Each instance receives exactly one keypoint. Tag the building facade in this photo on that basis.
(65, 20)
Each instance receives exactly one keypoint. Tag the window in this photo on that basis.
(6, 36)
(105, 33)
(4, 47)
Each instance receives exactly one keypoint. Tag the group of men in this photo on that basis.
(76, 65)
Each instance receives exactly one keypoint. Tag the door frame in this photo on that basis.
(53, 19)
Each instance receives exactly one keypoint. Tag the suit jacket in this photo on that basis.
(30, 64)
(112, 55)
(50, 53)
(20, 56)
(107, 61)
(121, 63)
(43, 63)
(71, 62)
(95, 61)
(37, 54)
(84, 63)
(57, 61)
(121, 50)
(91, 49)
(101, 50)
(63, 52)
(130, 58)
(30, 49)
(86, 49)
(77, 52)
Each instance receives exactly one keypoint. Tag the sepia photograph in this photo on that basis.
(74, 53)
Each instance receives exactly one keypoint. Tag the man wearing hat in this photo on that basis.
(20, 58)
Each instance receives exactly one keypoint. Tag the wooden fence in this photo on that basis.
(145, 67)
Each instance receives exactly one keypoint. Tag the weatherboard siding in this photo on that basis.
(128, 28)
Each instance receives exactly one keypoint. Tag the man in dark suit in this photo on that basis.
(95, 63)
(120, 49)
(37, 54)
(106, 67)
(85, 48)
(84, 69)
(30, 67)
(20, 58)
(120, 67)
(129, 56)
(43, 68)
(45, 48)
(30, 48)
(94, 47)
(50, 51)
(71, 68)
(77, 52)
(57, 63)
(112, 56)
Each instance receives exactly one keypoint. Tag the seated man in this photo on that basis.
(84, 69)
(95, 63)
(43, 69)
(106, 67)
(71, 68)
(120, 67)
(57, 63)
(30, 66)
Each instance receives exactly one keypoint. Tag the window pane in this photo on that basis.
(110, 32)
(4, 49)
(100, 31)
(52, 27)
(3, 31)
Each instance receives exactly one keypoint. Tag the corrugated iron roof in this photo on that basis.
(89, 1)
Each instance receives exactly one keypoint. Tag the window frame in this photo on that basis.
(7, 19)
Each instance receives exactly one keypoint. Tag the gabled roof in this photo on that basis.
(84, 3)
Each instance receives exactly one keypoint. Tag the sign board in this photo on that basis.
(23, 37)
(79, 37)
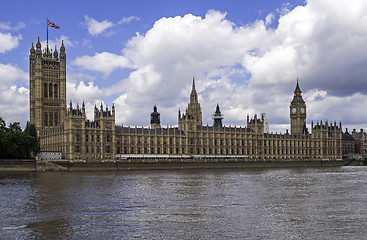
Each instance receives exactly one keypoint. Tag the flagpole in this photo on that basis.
(47, 30)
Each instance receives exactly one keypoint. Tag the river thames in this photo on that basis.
(294, 203)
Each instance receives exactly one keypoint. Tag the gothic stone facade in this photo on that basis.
(67, 129)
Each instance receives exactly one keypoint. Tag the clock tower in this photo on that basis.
(298, 112)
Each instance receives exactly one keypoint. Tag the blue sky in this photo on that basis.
(245, 55)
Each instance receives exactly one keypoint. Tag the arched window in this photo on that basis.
(50, 91)
(56, 120)
(45, 90)
(51, 120)
(45, 116)
(55, 91)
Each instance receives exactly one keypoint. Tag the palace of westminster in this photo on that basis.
(68, 131)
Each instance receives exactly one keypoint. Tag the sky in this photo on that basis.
(245, 55)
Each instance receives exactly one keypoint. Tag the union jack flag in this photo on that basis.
(52, 24)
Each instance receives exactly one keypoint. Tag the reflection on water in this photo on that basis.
(311, 203)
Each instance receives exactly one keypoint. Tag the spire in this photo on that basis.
(193, 95)
(297, 98)
(38, 44)
(62, 48)
(217, 117)
(32, 48)
(56, 53)
(297, 91)
(155, 120)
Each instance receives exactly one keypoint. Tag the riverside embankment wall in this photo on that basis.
(162, 164)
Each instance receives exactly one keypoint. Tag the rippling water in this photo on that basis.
(299, 203)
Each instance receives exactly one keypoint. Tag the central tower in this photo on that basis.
(193, 116)
(297, 110)
(47, 86)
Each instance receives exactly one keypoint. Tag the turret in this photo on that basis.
(56, 54)
(297, 110)
(217, 117)
(155, 121)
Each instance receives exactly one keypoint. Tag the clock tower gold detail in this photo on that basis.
(298, 112)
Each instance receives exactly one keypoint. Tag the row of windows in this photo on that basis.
(50, 90)
(92, 149)
(50, 119)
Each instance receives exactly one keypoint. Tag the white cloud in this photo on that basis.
(96, 28)
(128, 19)
(81, 92)
(10, 74)
(6, 26)
(322, 43)
(103, 62)
(269, 19)
(8, 42)
(14, 103)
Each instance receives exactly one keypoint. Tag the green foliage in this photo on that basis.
(15, 143)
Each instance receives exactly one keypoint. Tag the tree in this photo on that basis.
(15, 143)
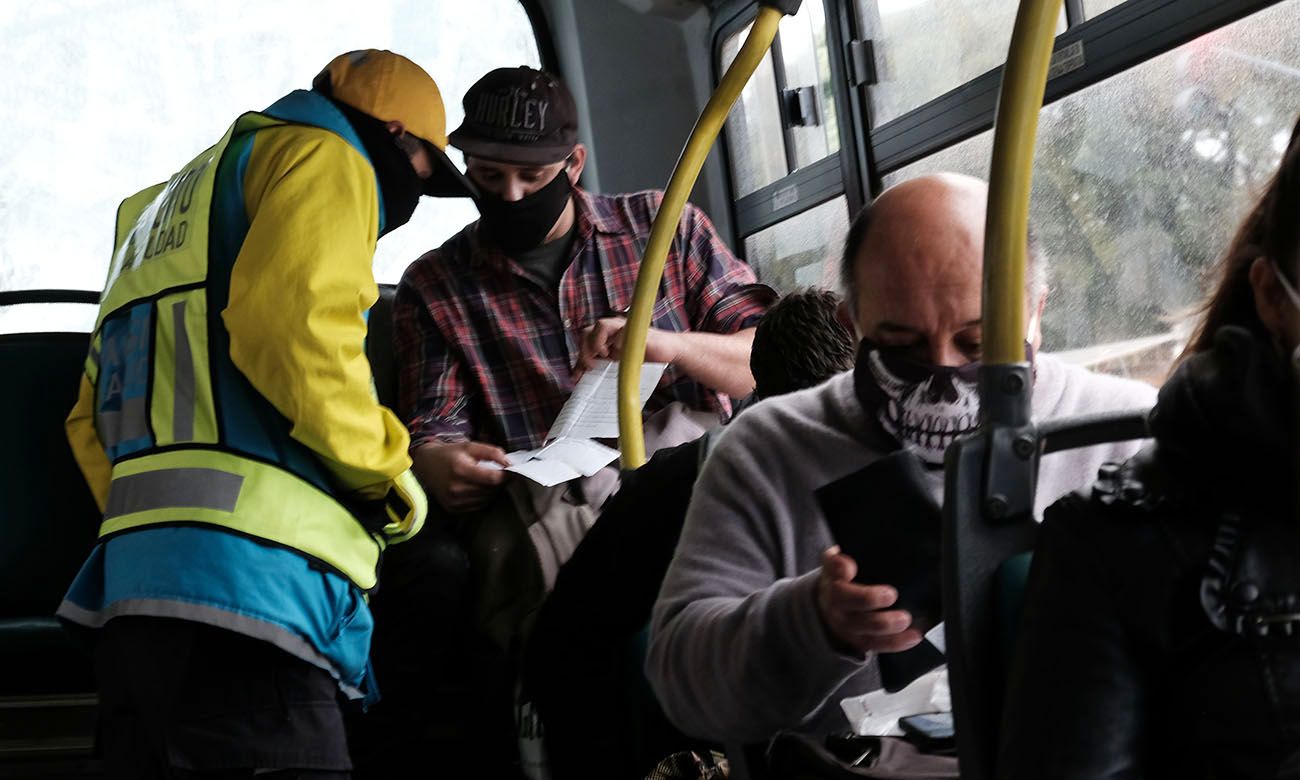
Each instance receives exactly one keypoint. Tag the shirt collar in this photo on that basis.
(586, 211)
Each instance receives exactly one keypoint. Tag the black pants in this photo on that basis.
(446, 690)
(183, 700)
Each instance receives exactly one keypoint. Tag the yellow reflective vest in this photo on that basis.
(228, 384)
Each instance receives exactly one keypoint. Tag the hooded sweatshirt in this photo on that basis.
(737, 649)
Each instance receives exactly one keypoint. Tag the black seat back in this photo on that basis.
(984, 566)
(48, 520)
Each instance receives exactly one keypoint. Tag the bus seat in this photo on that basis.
(48, 519)
(378, 347)
(1013, 577)
(987, 557)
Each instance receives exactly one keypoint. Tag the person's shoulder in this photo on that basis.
(442, 264)
(299, 143)
(1077, 390)
(807, 423)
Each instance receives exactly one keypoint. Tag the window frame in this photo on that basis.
(1113, 42)
(546, 51)
(805, 187)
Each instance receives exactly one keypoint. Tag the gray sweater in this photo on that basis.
(737, 650)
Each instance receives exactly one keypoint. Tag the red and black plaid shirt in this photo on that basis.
(486, 351)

*Problem details*: Leaving out the pictures, repeat the data above exactly.

*Correct answer*:
Each instance receives exactly one keypoint. Tag the building facade in this photo on that basis.
(65, 20)
Each instance receives exactly one keypoint. Tag the window in this photo on that basis.
(6, 36)
(105, 33)
(4, 47)
Each instance receives exactly one keypoint. Tag the group of men in this photo on that basis.
(76, 65)
Each instance receives exactly one keypoint. Tag the door frame in this photo on that basis.
(53, 19)
Each instance receives exactly one keypoint. Tag the suit jacket in this photo on that basis.
(30, 64)
(112, 55)
(50, 53)
(20, 56)
(107, 61)
(121, 63)
(43, 63)
(71, 62)
(95, 61)
(37, 54)
(84, 63)
(57, 61)
(121, 50)
(91, 49)
(101, 50)
(63, 52)
(130, 58)
(30, 49)
(86, 49)
(77, 52)
Each instance receives exactly one keypoint. Tag the sepia photograph in this photo on that basis.
(74, 53)
Each instance receives exactly one keypoint. Tag the man wearing hat in this photo on that basis.
(20, 58)
Each instance receives exactly one keypoint. Tag the wooden fence in this photo on that basis.
(145, 67)
Each instance receives exactly one keypoint. Tag the weatherboard siding in this photo on that basis.
(128, 28)
Each instance receives exactly one keypoint. Tag the man in dark suit in this photo on that basis.
(95, 63)
(120, 49)
(37, 54)
(106, 67)
(85, 48)
(84, 69)
(30, 67)
(20, 58)
(120, 67)
(129, 56)
(43, 68)
(45, 48)
(30, 48)
(94, 47)
(50, 51)
(71, 68)
(77, 52)
(57, 63)
(112, 56)
Each instance receives exactly one keypoint. Tag the seated man in this photo on that basis.
(84, 69)
(95, 63)
(43, 69)
(106, 67)
(71, 68)
(120, 67)
(57, 63)
(30, 66)
Each instance receives exactly one keypoint. Tag the window pane in this photo on that basis.
(110, 32)
(4, 49)
(100, 31)
(52, 27)
(3, 31)
Each instance receives exactly one keypoint. Tag the corrugated iron roof in this photo on that basis.
(89, 1)
Each instance receives exactly one keypoint. Tag the window frame in this photo on that basis.
(7, 19)
Each instance receives exactly one keypoint. Tag the gabled roof in this photo on that basis.
(84, 3)
Each instance receives exactly one keypoint. Tag the sign board in this photo on that basis.
(23, 37)
(79, 37)
Each instance receives exactly one keypoint. Tag the flagpole in this photo on that basis.
(47, 30)
Each instance receives exactly one keypoint. Tag the river thames in this photo on that basis.
(294, 203)
Each instance receives exactly one keypoint. Tag the gothic stone facade in this photo on that basis.
(67, 129)
Each instance receives exactly one keypoint. Tag the clock tower in this photo on that basis.
(298, 112)
Each instance receives exactly one keypoint. Tag the blue sky in this photo on that basis.
(245, 55)
Each instance receives exactly one keypoint. Tag the arched window in this photo on that basis.
(50, 91)
(56, 120)
(45, 90)
(51, 120)
(45, 116)
(55, 91)
Each instance receives exactly one keypoint. Tag the palace of westminster in this photo on that basis.
(68, 131)
Each instance receives exactly one keypoint. Tag the sky in this photo on that basis.
(245, 55)
Each instance receives exactly one keypoint. Tag the union jack flag in this photo on that basis.
(52, 24)
Each instance receives exactly one keypoint. Tag the reflection on water in this photo on that basis.
(311, 203)
Each instance receives exactly one keypoint. Tag the spire in this photo on that basis.
(193, 95)
(297, 98)
(38, 44)
(62, 48)
(217, 117)
(32, 48)
(56, 53)
(297, 91)
(155, 120)
Each instance receives exactly one keypoint. Tag the riverside embankment wall in this photo on that basis.
(162, 164)
Each instance receives exactly one keypoint. Tag the rippling water in this photo on that basis.
(299, 203)
Each instance receives exactly one keypoint. Tag the central tower in this photo on that basis.
(193, 116)
(297, 110)
(47, 86)
Each instance receives exactly one keypoint. Tag the turret in this photo on that basis.
(56, 54)
(297, 110)
(217, 117)
(155, 121)
Each instance receives exactly one keypoint. Tag the clock tower gold detail in this photo on that basis.
(298, 112)
Each instance receives exactly one keypoint. Tag the row of windows in this photo on that basis.
(50, 90)
(92, 149)
(50, 119)
Each instance receives exactly one keypoint. Tag the white cloud in this photo on that basis.
(96, 28)
(128, 19)
(81, 92)
(10, 74)
(6, 26)
(322, 43)
(103, 62)
(269, 19)
(8, 42)
(14, 103)
Each instance receives exactly one keypoint. Tag the green foliage in this photo on that basis.
(15, 143)
Each instance receives exactly one keypoint. Tag the tree in this photo on that basis.
(15, 143)
Each instance receives exactly one keypoint. Tag the shirt collar in this photo on that basis.
(586, 211)
Each instance receives exactly one keypoint. Tag the black pants in this photo on that basis.
(446, 690)
(183, 700)
Each instance receives exactly one keypoint. Tag the yellow reflective vest in this photo on that basis.
(228, 384)
Each instance receives exactly one keypoint. Tag the hooded sweatshirt in this photo on that basis.
(737, 649)
Each instance receives exactly one keypoint. Tag the black seat back in this photo on that basis.
(984, 566)
(48, 520)
Each instance receives exactly one keypoint. Tag the bus seat in this photo on that basis.
(48, 519)
(378, 347)
(1013, 577)
(987, 557)
Each instance receives exactly one keypoint. Tag the person's shoulder in this photo on that basis.
(442, 264)
(299, 143)
(1077, 390)
(807, 423)
Each instance receives exactly one keypoint. Tag the window frame in this photo on that basis.
(1113, 42)
(546, 51)
(805, 187)
Each instance receives exactly one keypoint. Tag the gray sweater in this photo on that basis.
(737, 650)
Each instance receives exactly one keypoint. Tag the red and black plaid shirt in this photo on that basis.
(486, 351)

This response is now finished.